> _Required action_: Return each of the entries below precisely as it appears.

Dataset extract START

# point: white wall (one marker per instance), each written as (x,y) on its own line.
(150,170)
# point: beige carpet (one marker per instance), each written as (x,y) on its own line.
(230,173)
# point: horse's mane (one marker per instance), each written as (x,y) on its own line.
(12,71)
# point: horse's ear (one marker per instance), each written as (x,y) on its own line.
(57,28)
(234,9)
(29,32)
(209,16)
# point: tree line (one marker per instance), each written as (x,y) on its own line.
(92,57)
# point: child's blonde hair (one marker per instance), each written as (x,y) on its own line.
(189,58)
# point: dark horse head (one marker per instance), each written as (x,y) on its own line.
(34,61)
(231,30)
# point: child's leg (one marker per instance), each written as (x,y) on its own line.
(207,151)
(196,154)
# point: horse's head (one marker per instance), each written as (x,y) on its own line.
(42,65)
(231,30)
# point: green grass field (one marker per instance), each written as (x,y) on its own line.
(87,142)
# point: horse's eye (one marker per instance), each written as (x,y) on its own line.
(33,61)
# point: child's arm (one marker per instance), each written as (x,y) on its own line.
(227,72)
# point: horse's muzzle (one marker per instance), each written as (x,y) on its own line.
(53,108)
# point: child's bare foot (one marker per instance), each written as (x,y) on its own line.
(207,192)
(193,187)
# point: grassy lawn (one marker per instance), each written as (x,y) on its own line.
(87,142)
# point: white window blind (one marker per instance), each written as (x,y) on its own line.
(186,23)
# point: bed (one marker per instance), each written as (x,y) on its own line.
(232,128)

Dataset extract END

> _Response_:
# point: white wall (one marker per instance), each written as (x,y) on its own line.
(150,170)
# point: beige carpet (one marker per instance), each written as (x,y) on its own line.
(230,173)
# point: horse's mane (one marker per instance), each written as (x,y) on its own line.
(12,71)
# point: horse's ear (one marker per instance), each written as (x,y) on its own line.
(57,28)
(234,9)
(29,32)
(209,16)
# point: tree line (one marker per instance), each written as (x,y) on its own line.
(92,57)
# point: child's blonde hair (one marker per instance), each written as (x,y) on its own line.
(189,58)
# point: dark horse head (one marker per instance), each written as (x,y) on its own line.
(34,61)
(231,30)
# point: child's leg (one marker per instance), each written as (x,y) on its own line.
(207,151)
(196,154)
# point: horse's head (one marker per instance), each written as (x,y) on its own line.
(42,65)
(231,30)
# point: green grass field (one marker per instance), each written as (x,y) on its own line.
(87,142)
# point: horse's eye (one marker per instance), each written as (x,y) on its own line.
(33,61)
# point: child's arm (one marker per instance), each written as (x,y) on its own line.
(227,72)
# point: horse's muzzle (one marker per instance), each written as (x,y) on its own line.
(53,108)
# point: child's bare foot (one marker per instance), each written as (x,y) on its own line.
(207,192)
(193,187)
# point: grassy lawn (one marker per instance), each written as (x,y) on its own line.
(87,142)
# point: white window blind (one marker per instance), each written as (x,y) on its own line.
(186,23)
# point: bed (one marker per instance), each written as (x,y) on its own line.
(232,128)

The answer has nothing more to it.